#### [Problem requirements]
Reproduce all the lines below exactly and omit the images.

#### [Record set]
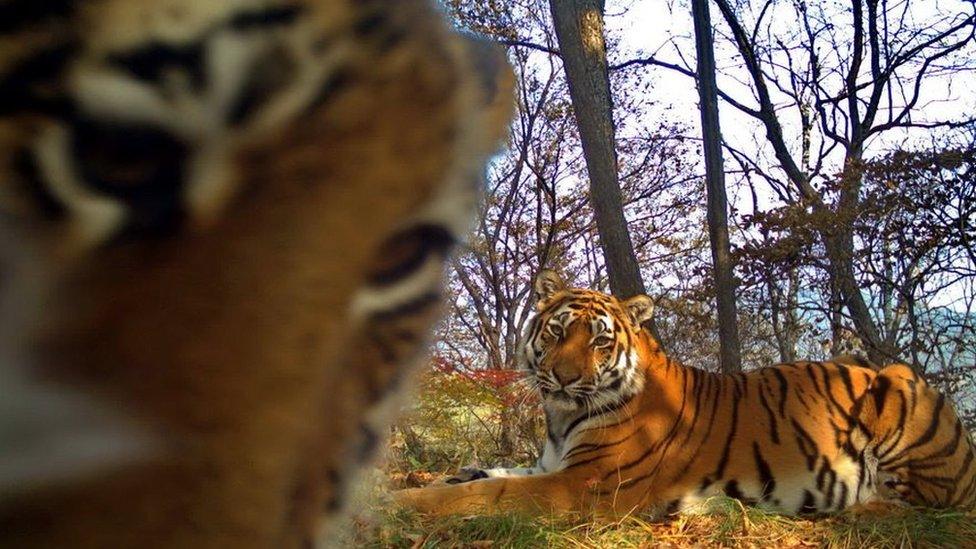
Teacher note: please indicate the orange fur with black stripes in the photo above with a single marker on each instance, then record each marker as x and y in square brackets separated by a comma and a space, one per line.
[632, 430]
[223, 229]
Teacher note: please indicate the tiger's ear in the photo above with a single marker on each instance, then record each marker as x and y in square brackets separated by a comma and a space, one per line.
[640, 308]
[547, 284]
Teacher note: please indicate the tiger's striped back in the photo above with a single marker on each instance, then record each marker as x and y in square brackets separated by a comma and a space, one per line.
[630, 429]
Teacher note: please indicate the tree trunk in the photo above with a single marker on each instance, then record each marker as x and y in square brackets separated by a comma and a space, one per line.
[730, 357]
[579, 30]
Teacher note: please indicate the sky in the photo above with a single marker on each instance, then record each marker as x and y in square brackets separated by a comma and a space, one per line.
[648, 27]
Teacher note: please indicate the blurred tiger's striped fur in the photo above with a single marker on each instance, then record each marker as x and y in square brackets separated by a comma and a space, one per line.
[223, 231]
[630, 429]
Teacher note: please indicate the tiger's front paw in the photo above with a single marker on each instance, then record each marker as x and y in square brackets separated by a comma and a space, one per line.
[466, 474]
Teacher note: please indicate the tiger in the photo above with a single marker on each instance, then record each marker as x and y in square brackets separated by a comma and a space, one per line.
[631, 430]
[223, 232]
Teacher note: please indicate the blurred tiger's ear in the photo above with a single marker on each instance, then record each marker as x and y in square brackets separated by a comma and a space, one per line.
[547, 284]
[640, 308]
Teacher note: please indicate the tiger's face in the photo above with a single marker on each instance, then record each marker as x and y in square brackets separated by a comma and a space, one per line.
[581, 346]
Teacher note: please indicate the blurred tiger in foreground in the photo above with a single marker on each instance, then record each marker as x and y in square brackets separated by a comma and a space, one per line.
[631, 430]
[223, 226]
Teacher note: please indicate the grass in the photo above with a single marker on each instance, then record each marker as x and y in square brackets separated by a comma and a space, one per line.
[730, 525]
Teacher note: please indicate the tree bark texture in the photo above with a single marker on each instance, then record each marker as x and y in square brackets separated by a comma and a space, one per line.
[730, 357]
[579, 31]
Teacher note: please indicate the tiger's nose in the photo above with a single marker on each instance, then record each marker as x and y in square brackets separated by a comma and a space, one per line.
[565, 374]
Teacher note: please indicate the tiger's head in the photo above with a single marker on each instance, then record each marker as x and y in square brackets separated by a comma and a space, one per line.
[583, 346]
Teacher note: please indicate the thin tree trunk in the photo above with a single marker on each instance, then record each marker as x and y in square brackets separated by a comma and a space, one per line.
[579, 30]
[730, 357]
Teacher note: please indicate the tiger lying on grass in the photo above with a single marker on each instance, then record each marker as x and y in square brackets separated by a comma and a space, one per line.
[631, 430]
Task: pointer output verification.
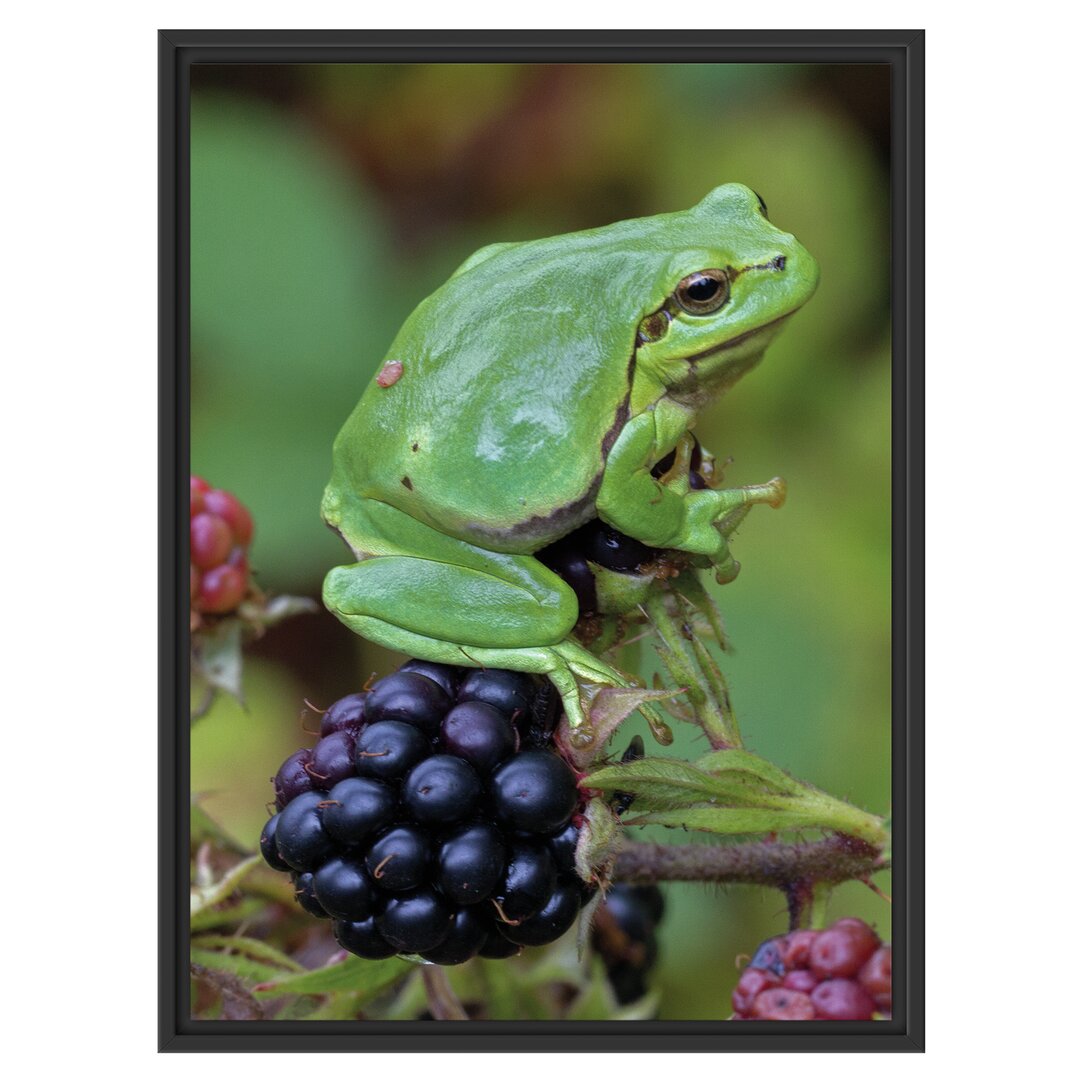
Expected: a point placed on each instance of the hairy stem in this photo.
(761, 862)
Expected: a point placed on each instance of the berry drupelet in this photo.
(433, 818)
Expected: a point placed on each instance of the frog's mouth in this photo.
(736, 341)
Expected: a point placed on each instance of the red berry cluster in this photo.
(220, 534)
(844, 972)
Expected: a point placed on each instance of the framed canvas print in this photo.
(549, 412)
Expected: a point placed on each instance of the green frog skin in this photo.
(534, 391)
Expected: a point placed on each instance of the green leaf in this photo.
(234, 963)
(660, 783)
(204, 827)
(731, 821)
(731, 761)
(269, 612)
(595, 1001)
(212, 918)
(252, 947)
(208, 895)
(218, 658)
(351, 975)
(607, 710)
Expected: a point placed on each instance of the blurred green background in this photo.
(327, 201)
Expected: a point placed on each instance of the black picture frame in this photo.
(903, 50)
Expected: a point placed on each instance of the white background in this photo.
(78, 341)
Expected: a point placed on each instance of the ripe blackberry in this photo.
(469, 931)
(347, 714)
(527, 883)
(304, 883)
(442, 791)
(399, 859)
(345, 890)
(388, 751)
(363, 939)
(356, 808)
(220, 532)
(293, 778)
(535, 792)
(416, 922)
(842, 972)
(301, 840)
(624, 936)
(420, 825)
(409, 698)
(268, 845)
(332, 759)
(480, 733)
(471, 862)
(511, 692)
(551, 921)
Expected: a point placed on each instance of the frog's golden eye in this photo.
(702, 293)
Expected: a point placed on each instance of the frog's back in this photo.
(509, 396)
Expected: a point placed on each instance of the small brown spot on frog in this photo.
(391, 373)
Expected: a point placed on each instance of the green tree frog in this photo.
(532, 392)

#### [The completed task]
Teacher note: please indicate the orange fur with black stripes in the photo above with a single marker on each instance, then record each marker as x and y in square brackets separated by a comma and a space, one per line.
[632, 430]
[223, 229]
Teacher note: please indicate the tiger's ear in the photo above with a single marker on each instance, then record each marker as x and y in square brackets separated by a comma and a space, one per line.
[640, 308]
[547, 284]
Teacher note: please indicate the tiger's striped back in the photo above with a single marker on each instance, then record each marker as x and y in square brackets separated by a comma and a space, one per line.
[630, 429]
Teacher note: please indicate the tree trunk in the photo above with a single marker on each instance, then record each marker as x and y in square brackets separated by a comma and a space, one per line.
[730, 357]
[579, 30]
Teacher note: please indicate the sky in the photo above with a single marker on each instance, then record each marker as x and y in square brackets separated by a comma and a space, one per line.
[648, 27]
Teacher note: please indicate the blurred tiger's striped fur in the photo above with a single marker on each instance, then record each marker as x and y in square brackets separated by a comma and a space, one per line.
[223, 231]
[630, 429]
Teacher note: please indicate the tiger's front paw in the photo above with a single marker on each instance, then record each marker as x and y in square brackets separated by a comma and a space, one per line.
[466, 474]
Teacher note: please indicate the tiger in the photo above with a single marker on each instance, then record each marker as x and y in square brackets separated by a comma and a space, one per line.
[631, 430]
[223, 232]
Teacher note: please indicate the blurred tiger's ear in the photo above with a single marker on each instance, then record each marker as x and y in square brackets separated by a comma and a space, one per line.
[547, 284]
[640, 308]
Teacher note: please indicate the tiger's face in the photo above with a single marker on each instance, then record each marker as x and y in square brackets separated by a comma and a space, one per line.
[581, 346]
Teacher note: please indicate the blurred tiger in foreground in the photo above with a single marker on each instance, then record each marker as x and y in square brackets separated by a comma and a space, one per line.
[631, 430]
[223, 226]
Teacher note: please indicate the grass in the photo above with a single marker on each instance, then record each marker as x and y in square brackets separated by a comma and a space, one per line.
[730, 525]
Teacher note: please indicate the tree bark texture in the photo above with a single marker on each instance, then record each marker as x and y in square brackets separated by a comma and a space, one per line.
[730, 357]
[579, 31]
Teacher note: please indicate the tiger's nose in the photo above with a single marker on each instance, then record each marker as x and y in square brackets separated by a comma and a space, one per line.
[565, 374]
Teacher note: please indicate the tiger's head in the photo above with a single marker on each instance, then record each marker as x and y in square brackets separated by a comma and a space, one per line.
[583, 346]
Teacher note: please indicate the thin tree trunk in the photo above with a single marker on each instance, then record each marker as x and y in square brackets separated by a comma and a space, one per line.
[579, 30]
[730, 357]
Teacher note: please indicate the tiger lying on grass in the photo above with a single marker on each instance, then record each marker as x and y in square brackets separated by a comma and a space, one per line.
[631, 430]
Task: pointer output verification.
Expected: a point placed on each instance of the hairy stem in this photo.
(761, 862)
Expected: a point placed on each instance of the berry drupelet in this photo.
(433, 818)
Expected: a point placed on each instance of the frog's mouth in this photo.
(736, 341)
Expected: a point placed on each instance of the red berry cluster in this photo.
(220, 534)
(844, 972)
Expected: a point placed on each instance of the framed canvas print in this photo.
(549, 412)
Expected: a point placed on each instance of the green frog skin in this photo.
(534, 391)
Expected: a point placed on each instance of the green leaf in this photo.
(234, 963)
(660, 783)
(204, 827)
(731, 821)
(731, 761)
(269, 612)
(595, 1001)
(212, 918)
(252, 947)
(208, 895)
(218, 658)
(351, 975)
(607, 710)
Expected: a point placed on each instance of the blurred green background in this photo.
(327, 201)
Expected: a point placed on each instance of the black picture frame in this photo.
(903, 50)
Expected: a point placed on each instance of the white background in this photo.
(78, 341)
Expected: a point placed on each instance of the ripe blackberry in this photo.
(469, 931)
(347, 714)
(527, 883)
(304, 883)
(442, 791)
(399, 859)
(345, 890)
(388, 751)
(363, 939)
(356, 808)
(220, 532)
(293, 778)
(535, 792)
(416, 922)
(842, 972)
(301, 840)
(624, 936)
(420, 825)
(409, 698)
(268, 845)
(332, 759)
(480, 733)
(471, 862)
(511, 692)
(551, 921)
Expected: a point placed on each instance of the frog's golden eye in this photo.
(702, 293)
Expected: a point placed on each instance of the frog's back in this photo.
(509, 396)
Expected: a point placed on each instance of the small brown spot on frog in this photo.
(391, 373)
Expected: a point placed on each instance of the green tree frog in this photo.
(532, 392)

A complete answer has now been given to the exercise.